Texto:
================================
Quien
aborde el estudio histórico del terror desencadenado por los
frentepopulistas en la zona por ellos controlada desde julio de 1936,
puede constatar fácilmente que una gran parte de los millares de
víctimas ocasionadas pasaron antes de su asesinato por centros de
reclusión, bien oficiales o improvisados en calidad de prisiones
habilitadas al efecto. Las más conocidas de estas últimas —aunque no las
únicas— fueron las “checas”.
En el caso de la localidad extremeña de Castuera (Badajoz) los datos
son elocuentes al respecto: de un total de ochenta y cinco asesinatos
aquí cometidos entre el 25 de julio de 1936 y el 23 de julio de 1938, la
inmensa mayoría (82%) se cometieron como resultado de las llamadas
“sacas” es decir, extracciones de grupos numerosos de detenidos
procedentes de los lugares habilitados como prisión que costaron la vida
a setenta personas mientras que apenas un 16% fueron “paseos” o muertes
aisladas y solamente en un caso se puede hablar de una cierta
intervención judicial al haber comparecido previamente el luego
asesinado ante el Tribunal Popular aquí instalado.
Las sacas y el terror en la retaguardia frentepopulista
Las “sacas” se llevaban a cabo con un gran despliegue de medios.
Volviendo al caso de la localidad extremeña citada, puede hablarse de la
participación de las autoridades locales así como de un contingente de
milicias y guardias de asalto a las órdenes de sus respectivos mandos.
El mito de la espontaneidad en la violencia revolucionaria resulta
así insostenible y únicamente se puede hablar de “asesinatos
irregulares” por carecer de toda norma jurídica no por haberse llevado a
cabo sin la anuencia de los dirigentes. Como afirma José Javier
Esparza, la “saca” forma parte de una estrategia deliberada de
exterminio en la que “
la autoridad política o policial programa el
secuestro y asesinato periódico de reclusos a cargo de fuerzas
controladas por el propio poder” (
El terror rojo en España, Madrid: Áltera, 2007, p. 146).
================================
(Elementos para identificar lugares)
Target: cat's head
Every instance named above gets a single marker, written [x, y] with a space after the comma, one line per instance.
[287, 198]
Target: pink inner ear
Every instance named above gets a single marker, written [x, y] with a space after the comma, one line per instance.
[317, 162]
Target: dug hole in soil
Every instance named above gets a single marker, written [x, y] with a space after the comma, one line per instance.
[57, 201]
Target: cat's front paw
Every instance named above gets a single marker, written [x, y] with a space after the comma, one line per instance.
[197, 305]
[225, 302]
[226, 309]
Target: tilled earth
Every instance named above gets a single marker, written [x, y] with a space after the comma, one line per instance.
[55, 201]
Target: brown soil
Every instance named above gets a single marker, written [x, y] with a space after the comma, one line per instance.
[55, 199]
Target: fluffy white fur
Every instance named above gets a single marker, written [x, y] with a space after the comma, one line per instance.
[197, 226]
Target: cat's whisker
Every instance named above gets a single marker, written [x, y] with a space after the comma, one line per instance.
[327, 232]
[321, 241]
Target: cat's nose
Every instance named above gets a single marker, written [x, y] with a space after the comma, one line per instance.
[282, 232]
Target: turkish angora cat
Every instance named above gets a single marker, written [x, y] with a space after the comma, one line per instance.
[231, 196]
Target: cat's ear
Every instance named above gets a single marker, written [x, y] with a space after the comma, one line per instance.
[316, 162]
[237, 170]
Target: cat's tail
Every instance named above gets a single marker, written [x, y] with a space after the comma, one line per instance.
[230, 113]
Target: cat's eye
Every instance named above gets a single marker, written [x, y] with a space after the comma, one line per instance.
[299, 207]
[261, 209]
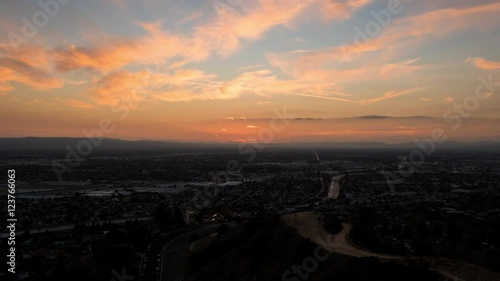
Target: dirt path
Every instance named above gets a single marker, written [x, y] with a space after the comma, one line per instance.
[308, 226]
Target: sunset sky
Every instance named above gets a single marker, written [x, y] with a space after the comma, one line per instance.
[193, 70]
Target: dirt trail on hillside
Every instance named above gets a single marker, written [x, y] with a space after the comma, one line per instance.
[308, 226]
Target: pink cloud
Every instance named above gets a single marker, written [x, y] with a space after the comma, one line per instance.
[483, 63]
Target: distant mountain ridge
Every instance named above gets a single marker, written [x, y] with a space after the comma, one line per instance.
[60, 144]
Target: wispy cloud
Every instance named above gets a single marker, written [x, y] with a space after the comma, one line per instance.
[393, 94]
[483, 63]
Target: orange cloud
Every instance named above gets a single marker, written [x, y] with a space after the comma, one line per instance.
[28, 66]
[393, 94]
[483, 63]
[74, 103]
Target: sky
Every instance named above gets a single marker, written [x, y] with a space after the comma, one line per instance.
[251, 71]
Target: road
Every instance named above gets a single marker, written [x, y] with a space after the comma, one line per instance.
[152, 261]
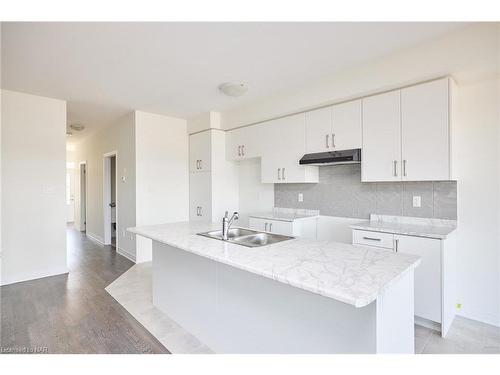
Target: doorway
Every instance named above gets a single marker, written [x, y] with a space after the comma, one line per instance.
[70, 192]
[83, 196]
[110, 198]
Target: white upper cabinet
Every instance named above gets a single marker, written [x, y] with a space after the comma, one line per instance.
[425, 131]
[334, 128]
[244, 143]
[319, 130]
[283, 146]
[346, 129]
[381, 154]
[199, 152]
[200, 198]
[407, 134]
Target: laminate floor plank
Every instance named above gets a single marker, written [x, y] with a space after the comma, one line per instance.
[73, 313]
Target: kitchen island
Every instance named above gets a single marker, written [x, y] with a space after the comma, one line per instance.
[295, 296]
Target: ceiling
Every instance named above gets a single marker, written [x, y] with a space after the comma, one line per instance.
[104, 70]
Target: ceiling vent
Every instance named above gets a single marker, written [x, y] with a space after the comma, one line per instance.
[77, 127]
[233, 89]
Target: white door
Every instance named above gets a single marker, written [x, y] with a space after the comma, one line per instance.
[346, 130]
[199, 151]
[70, 194]
[319, 130]
[200, 196]
[381, 155]
[425, 131]
[427, 275]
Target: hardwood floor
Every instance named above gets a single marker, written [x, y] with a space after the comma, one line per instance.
[73, 313]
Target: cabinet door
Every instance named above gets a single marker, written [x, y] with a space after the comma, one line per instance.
[280, 227]
[244, 143]
[346, 131]
[200, 207]
[381, 155]
[426, 131]
[284, 145]
[427, 275]
[199, 151]
[319, 130]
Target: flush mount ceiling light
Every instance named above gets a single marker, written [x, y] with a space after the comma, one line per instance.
[77, 127]
[233, 89]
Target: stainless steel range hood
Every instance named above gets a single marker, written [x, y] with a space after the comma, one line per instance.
[332, 157]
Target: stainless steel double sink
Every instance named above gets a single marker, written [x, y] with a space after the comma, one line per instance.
[247, 237]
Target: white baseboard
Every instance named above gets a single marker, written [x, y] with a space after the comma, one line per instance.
[41, 275]
[95, 238]
[482, 317]
[125, 254]
[427, 323]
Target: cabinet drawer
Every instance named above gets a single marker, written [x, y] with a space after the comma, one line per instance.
[376, 239]
[273, 226]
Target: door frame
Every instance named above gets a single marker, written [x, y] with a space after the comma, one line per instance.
[83, 223]
[106, 196]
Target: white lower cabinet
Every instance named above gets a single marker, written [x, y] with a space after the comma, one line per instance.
[304, 228]
[273, 226]
[427, 276]
[435, 278]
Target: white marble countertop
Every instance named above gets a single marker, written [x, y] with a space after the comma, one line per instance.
[430, 228]
[350, 274]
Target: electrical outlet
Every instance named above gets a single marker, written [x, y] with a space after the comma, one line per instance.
[417, 201]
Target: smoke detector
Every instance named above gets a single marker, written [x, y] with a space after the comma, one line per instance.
[77, 127]
[233, 89]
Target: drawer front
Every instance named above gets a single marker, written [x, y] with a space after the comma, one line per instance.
[272, 226]
[375, 239]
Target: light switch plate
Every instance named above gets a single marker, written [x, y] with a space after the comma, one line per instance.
[417, 201]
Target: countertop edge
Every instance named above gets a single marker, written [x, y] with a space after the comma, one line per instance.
[357, 303]
[402, 232]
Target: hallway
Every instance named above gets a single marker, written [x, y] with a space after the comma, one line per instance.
[73, 313]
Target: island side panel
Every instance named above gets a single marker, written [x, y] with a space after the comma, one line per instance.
[395, 317]
[235, 311]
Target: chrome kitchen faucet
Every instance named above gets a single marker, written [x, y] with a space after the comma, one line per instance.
[226, 224]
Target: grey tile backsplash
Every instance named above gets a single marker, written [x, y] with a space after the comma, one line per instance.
[340, 192]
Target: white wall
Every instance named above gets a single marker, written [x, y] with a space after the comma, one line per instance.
[162, 173]
[471, 56]
[118, 137]
[254, 196]
[33, 187]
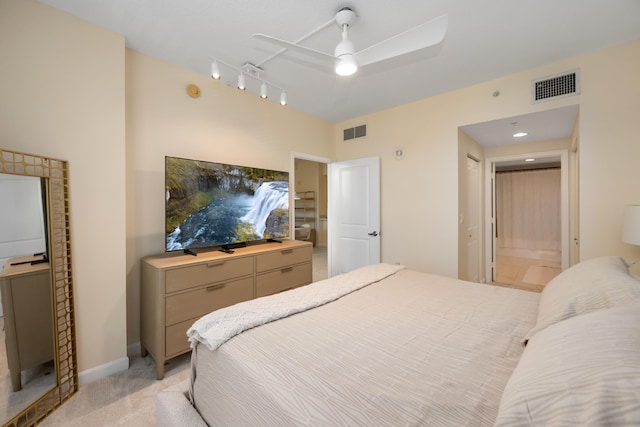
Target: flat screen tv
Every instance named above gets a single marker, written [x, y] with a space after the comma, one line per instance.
[220, 205]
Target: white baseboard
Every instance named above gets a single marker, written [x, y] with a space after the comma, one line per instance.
[99, 372]
[134, 350]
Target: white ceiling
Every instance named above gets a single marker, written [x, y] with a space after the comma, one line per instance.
[485, 40]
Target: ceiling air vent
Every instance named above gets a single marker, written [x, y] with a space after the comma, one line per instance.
[356, 132]
[556, 86]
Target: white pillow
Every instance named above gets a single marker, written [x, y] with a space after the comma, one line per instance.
[583, 371]
[593, 284]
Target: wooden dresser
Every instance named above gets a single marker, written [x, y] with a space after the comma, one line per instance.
[178, 289]
[28, 320]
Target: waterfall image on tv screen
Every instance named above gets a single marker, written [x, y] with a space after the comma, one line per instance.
[213, 204]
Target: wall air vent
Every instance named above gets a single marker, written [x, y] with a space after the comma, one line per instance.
[356, 132]
[556, 86]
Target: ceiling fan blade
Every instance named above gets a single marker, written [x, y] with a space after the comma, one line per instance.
[288, 45]
[422, 36]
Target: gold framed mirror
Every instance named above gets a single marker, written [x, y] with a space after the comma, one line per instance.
[58, 254]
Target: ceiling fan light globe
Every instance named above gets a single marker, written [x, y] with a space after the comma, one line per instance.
[345, 47]
[346, 65]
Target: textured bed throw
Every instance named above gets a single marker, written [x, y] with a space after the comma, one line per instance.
[215, 328]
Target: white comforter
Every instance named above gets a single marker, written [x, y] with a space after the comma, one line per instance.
[217, 327]
[410, 349]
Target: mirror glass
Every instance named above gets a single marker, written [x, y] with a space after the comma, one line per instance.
[37, 351]
[27, 368]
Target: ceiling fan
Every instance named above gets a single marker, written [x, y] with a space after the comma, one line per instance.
[347, 60]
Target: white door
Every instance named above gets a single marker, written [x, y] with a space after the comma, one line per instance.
[472, 220]
[354, 214]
================================
Consigna: En el texto sobre las sacas, ¿por qué se afirma que solo puede hablarse de "asesinatos irregulares"? Explícalo en una a tres frases.

Respuesta final: Se habla de "asesinatos irregulares" solo porque esas muertes no seguían ninguna norma jurídica, y no porque se hicieran sin el permiso de los dirigentes. Según el texto, en las sacas participaban las autoridades locales y también milicias y guardias de asalto a las órdenes de sus mandos.